> Text for analysis
[Start of section]

While a hospital may seem like a safe place to stay, that’s not always the case. Hospital workers have a lot to pay attention to with patient care, and as one new doctor learned, sometimes simple safety issues are overlooked.
A Harvard Medical School graduate learned some of her most valuable lessons — particularly about what can go wrong with basic medical care at hospitals — while at the bedside of her mother who was battling cancer. Although the hospital where her mother was being treated at is nationally ranked, several concerning incidents of hospital malpractice occurred while her mother was a patient there.
On one occasion a stethoscope struck the woman’s mother in the face, leaving her with a black eye. She suffered from frequent falls, preventable side effects from medication errors and she came very close to having an unnecessary brain operation.
One of the medications being administered was an anti-seizure medicine, the dosage of which was given based on the patient’s nutritional status. When a doctor would see her dose was low and would not take into consideration the nutrition factor, the doctor would increase the dosage causing an overdose that would result in the woman sleeping for days. As her prognosis was such that she had only months to live, each of those “lost” days was important to the patient’s family.

[End of section]

> Data for analysis
[Start of section]

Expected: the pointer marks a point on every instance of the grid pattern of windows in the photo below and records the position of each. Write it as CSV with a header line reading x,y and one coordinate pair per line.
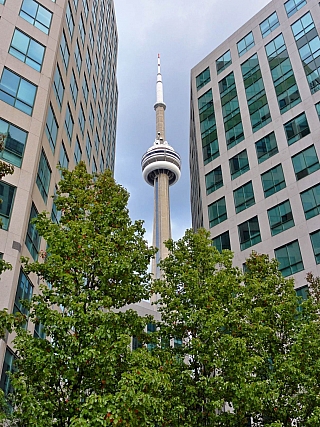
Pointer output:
x,y
245,44
14,143
64,51
63,157
255,93
315,241
289,257
243,197
43,177
36,14
217,212
223,62
32,237
231,111
297,128
282,74
208,127
273,181
58,87
311,201
77,152
214,180
16,91
73,88
249,233
27,49
266,147
292,6
51,128
308,44
239,164
69,19
280,218
203,78
7,193
269,24
81,119
305,162
222,241
24,293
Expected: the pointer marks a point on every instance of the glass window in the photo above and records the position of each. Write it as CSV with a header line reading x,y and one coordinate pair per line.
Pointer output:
x,y
214,180
222,241
302,26
243,197
88,148
51,128
36,14
311,201
217,212
280,218
58,87
43,176
64,51
74,88
245,44
81,30
239,164
81,119
273,181
297,128
77,56
14,142
77,152
91,117
85,88
7,193
32,237
289,257
69,19
266,147
24,293
68,123
16,91
8,367
249,233
315,240
269,24
223,62
305,162
27,49
203,78
292,6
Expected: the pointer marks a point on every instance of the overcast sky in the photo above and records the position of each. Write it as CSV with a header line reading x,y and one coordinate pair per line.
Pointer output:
x,y
183,32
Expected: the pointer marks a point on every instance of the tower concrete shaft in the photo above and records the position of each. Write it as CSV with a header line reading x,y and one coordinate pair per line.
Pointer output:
x,y
161,168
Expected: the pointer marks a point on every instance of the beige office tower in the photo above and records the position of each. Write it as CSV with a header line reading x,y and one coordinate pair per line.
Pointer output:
x,y
254,139
160,168
58,105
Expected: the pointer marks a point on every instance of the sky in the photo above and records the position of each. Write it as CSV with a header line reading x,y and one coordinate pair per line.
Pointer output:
x,y
183,32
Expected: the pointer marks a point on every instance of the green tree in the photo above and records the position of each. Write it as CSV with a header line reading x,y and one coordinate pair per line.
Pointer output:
x,y
241,336
85,373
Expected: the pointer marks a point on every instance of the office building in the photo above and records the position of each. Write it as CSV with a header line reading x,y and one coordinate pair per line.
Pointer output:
x,y
58,105
254,139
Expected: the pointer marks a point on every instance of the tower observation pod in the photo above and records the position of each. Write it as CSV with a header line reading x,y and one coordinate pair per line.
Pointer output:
x,y
161,167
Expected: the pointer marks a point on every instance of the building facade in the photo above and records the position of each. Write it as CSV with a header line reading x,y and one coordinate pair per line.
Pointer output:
x,y
254,139
58,105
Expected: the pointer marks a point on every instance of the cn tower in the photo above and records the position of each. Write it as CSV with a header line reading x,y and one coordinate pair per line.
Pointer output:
x,y
160,168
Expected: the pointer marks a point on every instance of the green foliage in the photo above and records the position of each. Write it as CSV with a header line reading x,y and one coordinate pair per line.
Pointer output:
x,y
96,263
243,339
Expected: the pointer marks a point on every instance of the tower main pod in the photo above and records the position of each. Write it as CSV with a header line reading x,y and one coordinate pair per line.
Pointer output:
x,y
160,168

[End of section]

> Questions to answer
a – List each harm or near-harm that the hospital safety text says the mother experienced while she was a patient.
b – Please rename "dosage" to "amount" in the hospital safety text between "On one occasion" and "the patient’s family.", inclusive, and give that passage again.
The items come from a different source than the hospital safety text.

> Answers for the tasks
a –
- A stethoscope struck her in the face and left her with a black eye.
- She suffered frequent falls.
- She had preventable side effects from medication errors.
- She came very close to having an unnecessary brain operation.
- She was given an overdose of an anti-seizure medicine, which left her sleeping for days.

b –
On one occasion a stethoscope struck the woman’s mother in the face, leaving her with a black eye. She suffered from frequent falls, preventable side effects from medication errors and she came very close to having an unnecessary brain operation.
One of the medications being administered was an anti-seizure medicine, the amount of which was given based on the patient’s nutritional status. When a doctor would see her dose was low and would not take into consideration the nutrition factor, the doctor would increase the amount causing an overdose that would result in the woman sleeping for days. As her prognosis was such that she had only months to live, each of those “lost” days was important to the patient’s family.